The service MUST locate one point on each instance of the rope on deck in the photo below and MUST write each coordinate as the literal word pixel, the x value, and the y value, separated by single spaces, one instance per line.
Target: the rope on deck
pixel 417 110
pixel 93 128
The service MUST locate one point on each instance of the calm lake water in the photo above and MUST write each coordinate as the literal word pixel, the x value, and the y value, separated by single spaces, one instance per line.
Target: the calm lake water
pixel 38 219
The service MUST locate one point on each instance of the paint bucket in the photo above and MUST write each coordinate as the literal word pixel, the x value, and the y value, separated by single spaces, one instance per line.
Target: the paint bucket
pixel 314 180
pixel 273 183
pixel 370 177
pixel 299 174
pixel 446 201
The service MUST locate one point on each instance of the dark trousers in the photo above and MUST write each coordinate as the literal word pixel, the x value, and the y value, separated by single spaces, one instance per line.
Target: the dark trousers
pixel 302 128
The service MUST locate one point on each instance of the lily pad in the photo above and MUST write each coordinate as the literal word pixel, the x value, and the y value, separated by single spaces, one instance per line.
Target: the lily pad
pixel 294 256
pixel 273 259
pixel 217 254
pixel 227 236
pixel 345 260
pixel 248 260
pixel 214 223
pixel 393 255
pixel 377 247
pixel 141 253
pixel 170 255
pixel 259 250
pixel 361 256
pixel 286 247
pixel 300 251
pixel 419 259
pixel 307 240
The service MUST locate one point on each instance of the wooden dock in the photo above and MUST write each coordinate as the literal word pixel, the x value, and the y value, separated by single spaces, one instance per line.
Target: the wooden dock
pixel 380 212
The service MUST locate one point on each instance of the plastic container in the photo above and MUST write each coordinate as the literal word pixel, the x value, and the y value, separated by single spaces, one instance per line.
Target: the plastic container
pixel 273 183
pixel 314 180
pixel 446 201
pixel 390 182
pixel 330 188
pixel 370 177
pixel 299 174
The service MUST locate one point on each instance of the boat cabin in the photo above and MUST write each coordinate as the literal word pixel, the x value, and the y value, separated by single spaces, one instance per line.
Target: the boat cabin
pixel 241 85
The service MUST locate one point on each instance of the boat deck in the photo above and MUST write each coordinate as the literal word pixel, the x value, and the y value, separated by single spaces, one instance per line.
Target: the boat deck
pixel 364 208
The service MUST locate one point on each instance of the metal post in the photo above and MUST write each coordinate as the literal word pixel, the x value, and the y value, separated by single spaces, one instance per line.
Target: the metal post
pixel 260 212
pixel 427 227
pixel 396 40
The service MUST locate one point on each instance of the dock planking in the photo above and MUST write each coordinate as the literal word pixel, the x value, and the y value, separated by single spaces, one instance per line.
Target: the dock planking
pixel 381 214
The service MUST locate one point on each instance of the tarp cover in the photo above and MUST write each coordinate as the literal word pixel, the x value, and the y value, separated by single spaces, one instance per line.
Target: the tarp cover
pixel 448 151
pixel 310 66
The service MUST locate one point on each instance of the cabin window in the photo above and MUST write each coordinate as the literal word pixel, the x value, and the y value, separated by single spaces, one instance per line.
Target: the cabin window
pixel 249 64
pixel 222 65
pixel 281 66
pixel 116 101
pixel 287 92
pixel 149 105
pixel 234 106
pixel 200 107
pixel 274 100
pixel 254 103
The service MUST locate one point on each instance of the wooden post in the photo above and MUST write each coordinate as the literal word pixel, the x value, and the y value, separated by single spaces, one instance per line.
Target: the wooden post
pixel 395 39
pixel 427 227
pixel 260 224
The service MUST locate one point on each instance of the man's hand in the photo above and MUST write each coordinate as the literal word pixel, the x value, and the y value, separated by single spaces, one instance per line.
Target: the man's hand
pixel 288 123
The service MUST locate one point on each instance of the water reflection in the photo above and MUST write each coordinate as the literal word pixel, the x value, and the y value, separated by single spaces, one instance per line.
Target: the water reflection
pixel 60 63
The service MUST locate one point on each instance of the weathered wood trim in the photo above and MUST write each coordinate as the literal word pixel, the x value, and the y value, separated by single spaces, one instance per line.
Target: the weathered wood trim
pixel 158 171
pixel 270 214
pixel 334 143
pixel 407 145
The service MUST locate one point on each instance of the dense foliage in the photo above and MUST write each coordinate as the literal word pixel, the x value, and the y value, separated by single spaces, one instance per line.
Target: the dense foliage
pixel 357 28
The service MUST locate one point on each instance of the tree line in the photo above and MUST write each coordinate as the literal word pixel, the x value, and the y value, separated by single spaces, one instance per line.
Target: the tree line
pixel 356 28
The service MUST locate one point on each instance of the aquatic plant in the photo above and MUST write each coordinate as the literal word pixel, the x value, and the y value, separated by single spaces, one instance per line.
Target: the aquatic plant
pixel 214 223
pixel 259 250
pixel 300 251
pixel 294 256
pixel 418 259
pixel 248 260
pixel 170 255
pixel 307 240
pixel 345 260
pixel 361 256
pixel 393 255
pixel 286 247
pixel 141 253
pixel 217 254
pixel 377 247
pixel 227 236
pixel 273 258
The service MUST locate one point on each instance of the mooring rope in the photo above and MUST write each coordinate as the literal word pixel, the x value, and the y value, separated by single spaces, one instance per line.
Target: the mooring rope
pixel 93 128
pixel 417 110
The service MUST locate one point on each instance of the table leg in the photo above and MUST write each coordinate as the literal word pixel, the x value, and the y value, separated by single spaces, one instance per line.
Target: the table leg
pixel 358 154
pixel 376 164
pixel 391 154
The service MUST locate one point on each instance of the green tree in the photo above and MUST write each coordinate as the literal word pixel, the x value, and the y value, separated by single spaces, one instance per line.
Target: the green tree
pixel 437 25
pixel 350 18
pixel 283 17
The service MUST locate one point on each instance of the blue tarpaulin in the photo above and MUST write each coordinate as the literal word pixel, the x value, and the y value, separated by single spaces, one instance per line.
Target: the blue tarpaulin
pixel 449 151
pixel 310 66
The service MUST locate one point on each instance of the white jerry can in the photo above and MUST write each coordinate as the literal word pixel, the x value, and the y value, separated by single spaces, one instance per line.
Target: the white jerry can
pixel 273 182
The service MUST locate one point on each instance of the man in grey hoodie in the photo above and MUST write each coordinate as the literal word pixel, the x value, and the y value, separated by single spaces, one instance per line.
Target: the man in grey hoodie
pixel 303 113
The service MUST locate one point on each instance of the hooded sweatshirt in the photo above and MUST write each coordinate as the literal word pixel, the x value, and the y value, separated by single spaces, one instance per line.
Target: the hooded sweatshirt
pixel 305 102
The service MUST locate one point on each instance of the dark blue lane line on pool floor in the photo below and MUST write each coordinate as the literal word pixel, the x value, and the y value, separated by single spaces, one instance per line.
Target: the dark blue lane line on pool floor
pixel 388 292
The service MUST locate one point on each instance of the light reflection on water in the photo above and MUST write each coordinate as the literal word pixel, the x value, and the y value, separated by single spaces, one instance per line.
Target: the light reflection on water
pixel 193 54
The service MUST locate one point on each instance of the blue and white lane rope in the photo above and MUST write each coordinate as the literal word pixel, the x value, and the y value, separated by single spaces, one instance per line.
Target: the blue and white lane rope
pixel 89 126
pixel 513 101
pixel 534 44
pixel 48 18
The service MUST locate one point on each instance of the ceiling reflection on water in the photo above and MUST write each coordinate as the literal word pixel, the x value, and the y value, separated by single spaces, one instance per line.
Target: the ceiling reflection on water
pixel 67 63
☆ ☆ ☆
### Task details
Copy out word for word the lines above, starting with the line that contains "of the light" and ending with the last line, with both of those lines included.

### Complete output
The service MUST locate one point on each instance of the light reflection on water in the photo above and MUST write each coordinate as the literal word pixel, the x value, and the y value, separated by single spaces, one instance per line.
Target: the light reflection on water
pixel 193 54
The service MUST locate one point on each instance of the blue and white lane rope in the photo above and MUST write each coordinate as the literal word pixel, the x value, and the y value, separated by single spaces, one instance per line.
Target: the blue and white lane rope
pixel 89 126
pixel 513 101
pixel 534 44
pixel 48 18
The service MUST locate one point on each instance of the ceiling reflection on water in the photo above and MUST write each coordinate as the literal word pixel, the x value, and the y value, separated by single spaces, one instance per line.
Target: the ceiling reflection on water
pixel 67 63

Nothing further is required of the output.